Set task:
Repeat everything from the line containing "Where can you see the white upper" down to the end of the items below, copying each line unchanged.

Records supplied:
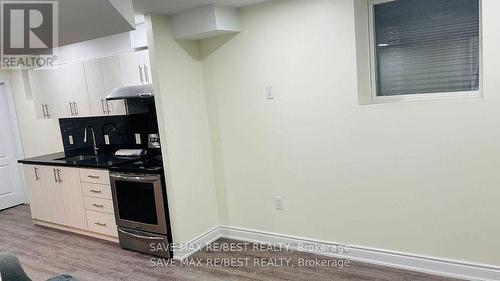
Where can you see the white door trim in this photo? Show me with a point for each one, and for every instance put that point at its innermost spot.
(17, 133)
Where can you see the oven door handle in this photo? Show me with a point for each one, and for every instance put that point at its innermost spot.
(136, 178)
(140, 236)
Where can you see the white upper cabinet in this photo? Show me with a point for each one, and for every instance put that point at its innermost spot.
(74, 98)
(79, 89)
(103, 76)
(43, 86)
(135, 68)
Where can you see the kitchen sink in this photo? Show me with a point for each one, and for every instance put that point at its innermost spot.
(78, 158)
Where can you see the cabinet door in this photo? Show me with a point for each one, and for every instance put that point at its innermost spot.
(36, 192)
(43, 86)
(74, 93)
(103, 76)
(54, 202)
(95, 85)
(74, 204)
(111, 75)
(132, 68)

Worked answer:
Where can you see the white upper cabinet in this photo? Show me with a point for each one, and for every instance put that point at its innermost spot.
(74, 98)
(79, 89)
(103, 76)
(43, 86)
(135, 68)
Where can you see the kitchen sink in this photo? Show me with a point for each one, and for every instance put that point at its innermost spot.
(78, 158)
Where can you see the cabinet door in this photo? Show me with a point for each one, and for every instance put that point at its innermost spot.
(36, 192)
(43, 86)
(74, 93)
(103, 76)
(54, 202)
(95, 85)
(74, 204)
(111, 75)
(132, 68)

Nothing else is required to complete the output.